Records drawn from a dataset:
*-*-*
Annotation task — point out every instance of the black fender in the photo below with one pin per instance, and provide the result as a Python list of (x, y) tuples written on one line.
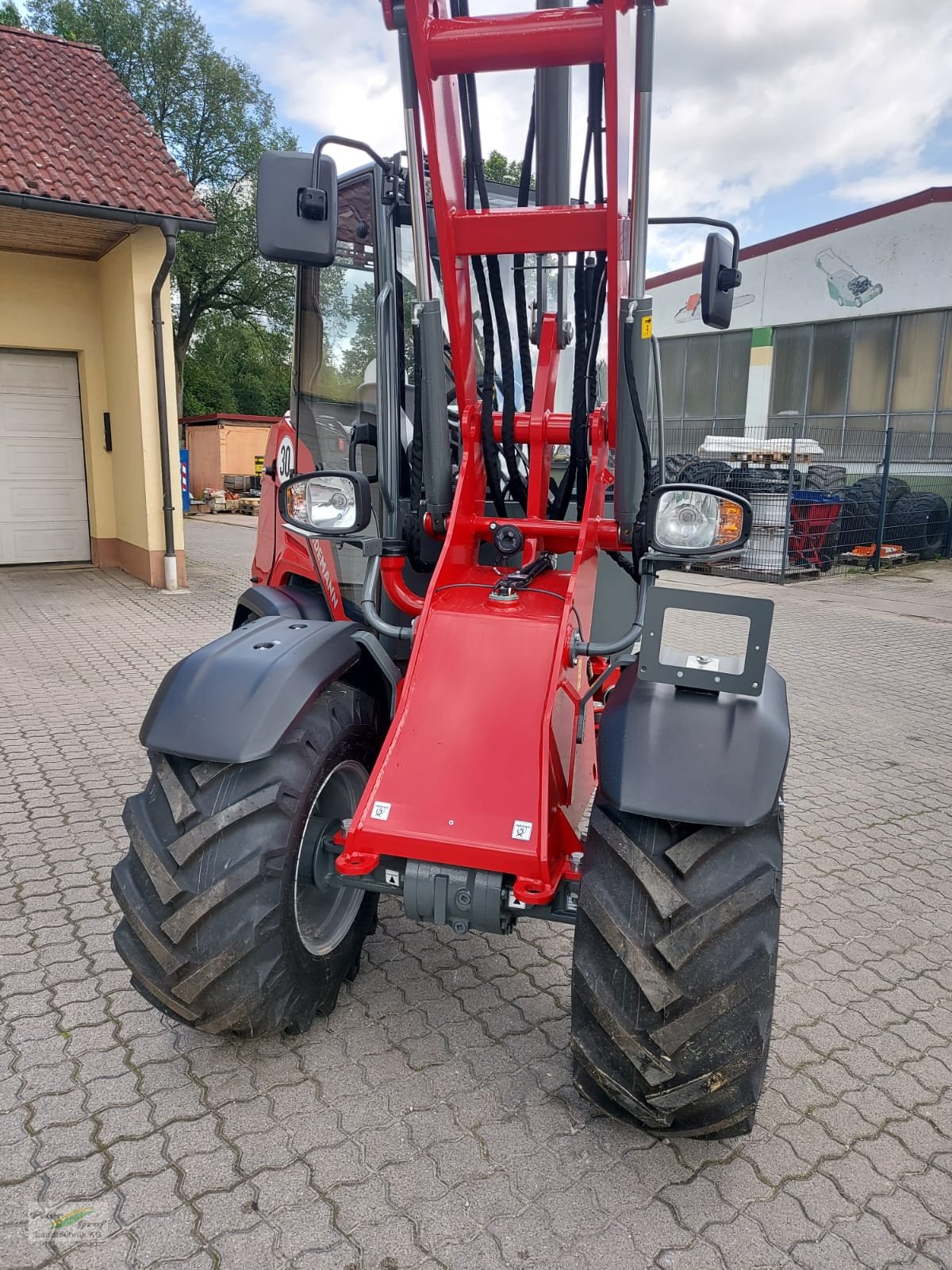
[(698, 757), (281, 602), (234, 700)]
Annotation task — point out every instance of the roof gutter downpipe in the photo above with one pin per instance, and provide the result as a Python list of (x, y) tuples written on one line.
[(171, 232)]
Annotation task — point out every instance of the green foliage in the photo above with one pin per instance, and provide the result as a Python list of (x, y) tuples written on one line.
[(505, 171), (238, 368), (215, 118)]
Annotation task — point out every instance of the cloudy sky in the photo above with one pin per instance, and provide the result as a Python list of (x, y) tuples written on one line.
[(778, 114)]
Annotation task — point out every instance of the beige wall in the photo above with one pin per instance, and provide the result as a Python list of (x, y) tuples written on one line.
[(203, 457), (102, 311), (219, 450)]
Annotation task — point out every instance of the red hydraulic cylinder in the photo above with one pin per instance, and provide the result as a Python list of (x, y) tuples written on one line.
[(518, 41)]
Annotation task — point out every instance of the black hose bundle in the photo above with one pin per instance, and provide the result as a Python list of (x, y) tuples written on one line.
[(522, 314), (589, 302), (476, 183)]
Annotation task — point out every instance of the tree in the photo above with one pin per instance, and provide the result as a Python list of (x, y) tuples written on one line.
[(215, 118), (505, 171), (238, 368)]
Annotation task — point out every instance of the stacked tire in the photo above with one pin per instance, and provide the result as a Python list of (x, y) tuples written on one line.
[(860, 518), (704, 471), (673, 465), (918, 522)]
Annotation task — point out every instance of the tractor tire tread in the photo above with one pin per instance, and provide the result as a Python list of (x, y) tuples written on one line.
[(205, 927), (672, 1001)]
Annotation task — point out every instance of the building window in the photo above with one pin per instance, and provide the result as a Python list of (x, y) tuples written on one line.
[(850, 380), (704, 383)]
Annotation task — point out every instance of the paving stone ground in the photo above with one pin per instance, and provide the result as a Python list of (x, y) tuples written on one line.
[(432, 1122)]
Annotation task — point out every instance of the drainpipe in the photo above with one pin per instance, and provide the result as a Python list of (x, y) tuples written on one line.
[(169, 230)]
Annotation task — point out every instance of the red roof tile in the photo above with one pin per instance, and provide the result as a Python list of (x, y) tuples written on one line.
[(70, 131)]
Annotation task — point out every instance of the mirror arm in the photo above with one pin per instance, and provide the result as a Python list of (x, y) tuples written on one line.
[(384, 164), (719, 225)]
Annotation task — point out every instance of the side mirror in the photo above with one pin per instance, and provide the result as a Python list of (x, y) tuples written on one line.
*-*-*
* **BRIEF**:
What's needed is every record restated exactly, pictures excluded.

* **ANSWER TO THIS PROBLEM**:
Annotation task — point out every instance of the black fender in the photo below with one pin per instance, and provide the result as a Python list of (x, y) tuples written on one line.
[(698, 757), (281, 602), (234, 700)]
Annotation task — point out every instance of the roof gutter downpipe in the photo above with one pin per instance, and provide the result as a Python list of (x, y) tuples written on one line.
[(171, 232)]
Annotation task — point out every instance of the green foliage in the photo above with one pin per instance, and provide the result as a Python list of (x, y) tuples written on one line.
[(505, 171), (238, 368), (215, 118)]
Annotation task — point out every instance of the cloudy sky in the photo above with one pin per instance, and provide the result as a Python list of (x, y) tuples written on one line.
[(778, 114)]
Annotation task — point out every instance of the beige wall in the photo above with one pin per instance, and provide the result as a Python list of (x, y) tuples written on one line.
[(203, 457), (102, 311), (219, 450)]
Annotation task — point out every instance of the red hydraulic cylinder in the photo above with one pin per instance, and provide the result as a Python list of (x, y) tuples written on one line.
[(518, 41)]
Annotation task — point out every instance of the black hose bundle in the photo above with one pin per instance, and provide the result as a Python list of (x, y) tuples written on one line.
[(522, 314), (589, 302), (476, 183)]
Annotation task — point out every instance of the tree in the photo above with one pin per instance, and provide the result as a Python list of (x, y) tuples written on one line.
[(215, 118), (505, 171), (238, 368)]
Annotation task — point out every instance of the stacked tire in the photo above with one pin per instance, and provide the result as a Python list of (x, y) tuples written on one line.
[(860, 518), (704, 471), (673, 465), (918, 522)]
Annotation task — point out every instance of the tractor tire tread in the photo above with one pin per instance, and provide the result as a Python list of (x, y) tuples written on one line.
[(205, 927), (672, 1001)]
Annotation task — point out every instance of the building window in the photo above with one pin per instance, and provide the result as a Python list of (x, y) tuples written on one line.
[(850, 380), (704, 383)]
Annotation task — point out every instance of the paving stone ground in the photo above with one pin per instance, and provide the result as a Python list of (x, y) tuples written on one line.
[(432, 1122)]
Annotation task — point out every instance of the drainpipe in the photo above with one pin per instance, and provide the result as a Python list of (x, y) tuples written on one line.
[(169, 230)]
Annotation task — point out every instance of the red roof tile in the photo above with one pin per instance, and provide the result as a Python list of (x, y) tuples written on one line.
[(70, 131)]
Annotation task — point out every instance of the mirror arm in the photo above with one pin per instance, and provide the result as a Python list of (x, y) tuples written on one line.
[(384, 164), (719, 225)]
Annotation task — point out every instance of the side mirror in the photo above with one pin per instance, and provide the result as a Python list of (x, y) tuples written on one line.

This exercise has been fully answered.